YOUR ASSIGNMENT
Nothing other than the lines from the one containing "of the hill" through the close of the entries below should be printed, each exactly.
------------
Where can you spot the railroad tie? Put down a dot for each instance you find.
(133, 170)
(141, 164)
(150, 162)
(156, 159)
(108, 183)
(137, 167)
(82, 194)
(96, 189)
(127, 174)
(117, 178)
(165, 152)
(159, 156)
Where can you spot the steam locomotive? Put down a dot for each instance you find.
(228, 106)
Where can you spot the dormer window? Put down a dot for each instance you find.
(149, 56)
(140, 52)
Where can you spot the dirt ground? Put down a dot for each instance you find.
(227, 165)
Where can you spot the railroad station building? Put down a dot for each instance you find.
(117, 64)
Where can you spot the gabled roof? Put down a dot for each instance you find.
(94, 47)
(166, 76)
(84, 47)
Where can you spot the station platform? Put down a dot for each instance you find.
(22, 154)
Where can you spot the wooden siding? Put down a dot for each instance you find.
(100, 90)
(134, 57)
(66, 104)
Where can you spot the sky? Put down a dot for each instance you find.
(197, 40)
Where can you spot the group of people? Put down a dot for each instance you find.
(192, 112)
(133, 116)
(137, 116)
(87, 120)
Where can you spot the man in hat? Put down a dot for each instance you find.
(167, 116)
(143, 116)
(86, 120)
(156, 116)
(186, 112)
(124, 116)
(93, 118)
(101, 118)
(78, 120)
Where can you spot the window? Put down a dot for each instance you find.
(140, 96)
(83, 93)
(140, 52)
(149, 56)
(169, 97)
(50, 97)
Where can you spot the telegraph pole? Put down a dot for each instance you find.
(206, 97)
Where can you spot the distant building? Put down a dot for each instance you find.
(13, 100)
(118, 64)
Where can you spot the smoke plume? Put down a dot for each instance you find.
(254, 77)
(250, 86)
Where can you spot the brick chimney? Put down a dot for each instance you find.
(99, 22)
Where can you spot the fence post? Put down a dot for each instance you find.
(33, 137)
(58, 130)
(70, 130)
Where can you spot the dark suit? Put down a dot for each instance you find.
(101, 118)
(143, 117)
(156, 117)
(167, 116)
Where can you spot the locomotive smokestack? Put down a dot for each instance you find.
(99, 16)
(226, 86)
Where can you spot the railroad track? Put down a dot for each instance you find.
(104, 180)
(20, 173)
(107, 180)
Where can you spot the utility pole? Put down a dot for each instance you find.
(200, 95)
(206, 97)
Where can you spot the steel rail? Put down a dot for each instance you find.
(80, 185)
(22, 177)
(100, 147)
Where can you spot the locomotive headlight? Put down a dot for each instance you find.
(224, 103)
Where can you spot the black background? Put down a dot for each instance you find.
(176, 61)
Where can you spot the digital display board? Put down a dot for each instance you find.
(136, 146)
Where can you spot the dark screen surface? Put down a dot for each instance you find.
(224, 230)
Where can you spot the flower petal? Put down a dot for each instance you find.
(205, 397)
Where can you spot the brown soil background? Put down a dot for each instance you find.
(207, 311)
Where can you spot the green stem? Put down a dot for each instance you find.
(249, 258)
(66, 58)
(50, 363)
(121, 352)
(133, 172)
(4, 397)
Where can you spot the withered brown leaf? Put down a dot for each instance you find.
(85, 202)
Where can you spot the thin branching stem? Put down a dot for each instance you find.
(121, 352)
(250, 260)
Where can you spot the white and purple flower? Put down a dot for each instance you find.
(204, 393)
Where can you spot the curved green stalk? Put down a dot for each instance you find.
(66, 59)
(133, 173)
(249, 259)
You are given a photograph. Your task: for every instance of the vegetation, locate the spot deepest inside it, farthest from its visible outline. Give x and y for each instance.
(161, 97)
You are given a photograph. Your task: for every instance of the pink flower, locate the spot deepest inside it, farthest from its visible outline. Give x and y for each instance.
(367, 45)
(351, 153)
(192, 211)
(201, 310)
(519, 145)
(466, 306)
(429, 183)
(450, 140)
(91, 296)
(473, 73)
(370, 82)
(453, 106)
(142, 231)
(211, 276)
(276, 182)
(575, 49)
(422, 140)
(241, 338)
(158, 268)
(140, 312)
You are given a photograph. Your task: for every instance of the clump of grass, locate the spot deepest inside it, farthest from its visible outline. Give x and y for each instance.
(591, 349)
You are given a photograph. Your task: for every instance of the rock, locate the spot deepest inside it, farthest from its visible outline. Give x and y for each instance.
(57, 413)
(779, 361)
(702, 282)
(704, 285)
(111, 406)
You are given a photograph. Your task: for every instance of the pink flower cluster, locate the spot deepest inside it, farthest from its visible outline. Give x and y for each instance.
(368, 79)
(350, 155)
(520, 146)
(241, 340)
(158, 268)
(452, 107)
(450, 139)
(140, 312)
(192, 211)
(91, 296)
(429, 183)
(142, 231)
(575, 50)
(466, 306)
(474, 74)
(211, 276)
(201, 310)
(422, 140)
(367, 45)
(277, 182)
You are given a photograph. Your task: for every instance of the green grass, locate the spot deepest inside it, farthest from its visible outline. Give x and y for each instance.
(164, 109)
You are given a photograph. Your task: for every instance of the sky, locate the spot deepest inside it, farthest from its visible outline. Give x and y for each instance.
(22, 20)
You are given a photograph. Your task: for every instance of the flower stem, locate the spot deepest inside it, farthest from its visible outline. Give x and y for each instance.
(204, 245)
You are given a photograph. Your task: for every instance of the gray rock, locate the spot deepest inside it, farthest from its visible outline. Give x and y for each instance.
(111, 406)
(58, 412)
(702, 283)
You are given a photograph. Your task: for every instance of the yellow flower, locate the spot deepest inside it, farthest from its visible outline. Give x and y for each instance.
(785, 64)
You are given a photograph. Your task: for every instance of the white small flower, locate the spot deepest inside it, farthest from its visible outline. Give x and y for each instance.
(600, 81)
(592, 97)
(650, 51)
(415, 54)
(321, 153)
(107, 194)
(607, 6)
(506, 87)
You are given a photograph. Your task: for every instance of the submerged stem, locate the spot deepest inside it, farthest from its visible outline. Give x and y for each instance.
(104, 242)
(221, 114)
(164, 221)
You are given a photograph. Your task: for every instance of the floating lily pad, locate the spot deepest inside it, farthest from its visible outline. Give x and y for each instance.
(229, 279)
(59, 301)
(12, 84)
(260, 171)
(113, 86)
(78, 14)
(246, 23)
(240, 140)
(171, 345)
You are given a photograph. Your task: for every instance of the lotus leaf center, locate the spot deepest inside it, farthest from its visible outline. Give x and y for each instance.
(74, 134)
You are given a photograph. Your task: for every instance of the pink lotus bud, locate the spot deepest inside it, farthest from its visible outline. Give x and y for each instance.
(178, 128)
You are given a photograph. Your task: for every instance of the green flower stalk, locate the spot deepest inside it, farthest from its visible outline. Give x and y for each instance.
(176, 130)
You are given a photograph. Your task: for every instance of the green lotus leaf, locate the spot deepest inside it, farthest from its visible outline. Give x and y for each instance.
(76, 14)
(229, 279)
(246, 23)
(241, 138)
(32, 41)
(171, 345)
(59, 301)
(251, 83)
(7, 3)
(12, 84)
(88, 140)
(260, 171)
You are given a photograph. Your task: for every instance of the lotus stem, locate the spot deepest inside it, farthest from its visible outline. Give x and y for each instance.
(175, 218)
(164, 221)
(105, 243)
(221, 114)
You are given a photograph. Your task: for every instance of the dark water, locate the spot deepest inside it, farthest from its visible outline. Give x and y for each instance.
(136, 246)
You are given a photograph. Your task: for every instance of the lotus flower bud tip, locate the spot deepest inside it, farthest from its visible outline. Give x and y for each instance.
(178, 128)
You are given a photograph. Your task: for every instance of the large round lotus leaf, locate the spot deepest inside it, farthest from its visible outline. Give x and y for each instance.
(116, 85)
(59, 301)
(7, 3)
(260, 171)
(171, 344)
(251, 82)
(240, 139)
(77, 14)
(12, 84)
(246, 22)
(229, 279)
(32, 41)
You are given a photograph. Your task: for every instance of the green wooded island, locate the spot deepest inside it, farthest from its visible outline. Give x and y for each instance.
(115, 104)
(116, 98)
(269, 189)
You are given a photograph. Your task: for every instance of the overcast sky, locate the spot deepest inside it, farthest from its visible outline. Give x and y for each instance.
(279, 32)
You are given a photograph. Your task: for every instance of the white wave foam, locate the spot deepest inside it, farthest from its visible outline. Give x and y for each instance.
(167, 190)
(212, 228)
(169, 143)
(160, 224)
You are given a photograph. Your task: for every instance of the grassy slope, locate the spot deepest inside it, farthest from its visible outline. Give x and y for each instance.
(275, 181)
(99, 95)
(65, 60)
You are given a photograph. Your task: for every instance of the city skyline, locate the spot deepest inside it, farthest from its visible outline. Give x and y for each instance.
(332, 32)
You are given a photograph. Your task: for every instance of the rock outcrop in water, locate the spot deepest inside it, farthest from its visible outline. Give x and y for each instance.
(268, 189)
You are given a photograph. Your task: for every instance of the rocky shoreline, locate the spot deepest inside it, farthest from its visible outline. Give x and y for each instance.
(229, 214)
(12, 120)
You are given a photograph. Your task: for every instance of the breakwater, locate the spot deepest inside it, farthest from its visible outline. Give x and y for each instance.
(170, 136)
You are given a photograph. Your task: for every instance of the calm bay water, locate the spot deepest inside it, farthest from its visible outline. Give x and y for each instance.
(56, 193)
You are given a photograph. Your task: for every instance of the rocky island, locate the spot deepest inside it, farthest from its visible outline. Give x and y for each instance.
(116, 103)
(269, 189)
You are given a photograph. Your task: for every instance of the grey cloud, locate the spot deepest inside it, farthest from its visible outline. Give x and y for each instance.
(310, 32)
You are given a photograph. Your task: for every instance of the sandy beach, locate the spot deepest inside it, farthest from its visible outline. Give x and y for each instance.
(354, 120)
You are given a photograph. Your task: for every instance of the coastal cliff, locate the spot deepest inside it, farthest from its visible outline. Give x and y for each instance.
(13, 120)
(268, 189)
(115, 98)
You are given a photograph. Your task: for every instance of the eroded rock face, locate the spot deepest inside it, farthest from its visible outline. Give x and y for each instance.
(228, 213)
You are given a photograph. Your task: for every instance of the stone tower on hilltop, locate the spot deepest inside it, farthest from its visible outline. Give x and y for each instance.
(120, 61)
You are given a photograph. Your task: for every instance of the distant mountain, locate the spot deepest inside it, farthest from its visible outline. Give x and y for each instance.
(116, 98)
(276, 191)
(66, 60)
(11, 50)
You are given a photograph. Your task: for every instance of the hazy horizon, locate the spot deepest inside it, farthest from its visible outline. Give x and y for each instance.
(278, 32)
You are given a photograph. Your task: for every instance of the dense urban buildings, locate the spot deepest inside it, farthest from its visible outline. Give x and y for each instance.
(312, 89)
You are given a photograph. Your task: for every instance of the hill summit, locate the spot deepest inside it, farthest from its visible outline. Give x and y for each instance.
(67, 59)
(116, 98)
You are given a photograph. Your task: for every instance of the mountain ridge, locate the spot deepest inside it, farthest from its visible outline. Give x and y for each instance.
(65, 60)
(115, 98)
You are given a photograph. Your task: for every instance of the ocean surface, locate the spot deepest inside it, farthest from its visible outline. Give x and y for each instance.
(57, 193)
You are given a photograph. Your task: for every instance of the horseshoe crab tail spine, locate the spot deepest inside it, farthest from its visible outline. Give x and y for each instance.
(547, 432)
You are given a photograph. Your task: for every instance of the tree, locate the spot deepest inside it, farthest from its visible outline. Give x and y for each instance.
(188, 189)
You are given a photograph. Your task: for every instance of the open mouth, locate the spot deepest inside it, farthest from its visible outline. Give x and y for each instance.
------------
FINAL ANSWER
You are given a photograph. Your task: for every instance of the hill summit, locate the spot deepest inside it, farthest from its visible outline. Give x and y for each instance.
(67, 59)
(116, 98)
You are given a photograph. Your task: for every instance of the mountain ridge, locate the spot deepest inside it, farthest from its visible outline. Give x and y for each instance.
(65, 60)
(115, 98)
You are given a photograph. Your task: for every instance of the ocean surface, locate the spot deepest inside it, farthest from its visible outline. Give x and y for each instance.
(57, 193)
You are given a photograph. Your task: for every instance of the horseshoe crab tail spine, locate the spot deepest inside it, farthest from its visible outline. Give x and y for each instance.
(547, 432)
You are given a photograph. Your task: for every instance of the tree, locate the spot deepest inside it, farthest from its visible outline. Give x and y for each instance.
(188, 189)
You are given a photograph. Your task: for every instance of the open mouth, locate the spot deepest inside it, farthest from its visible outline. Give x and y for each instance.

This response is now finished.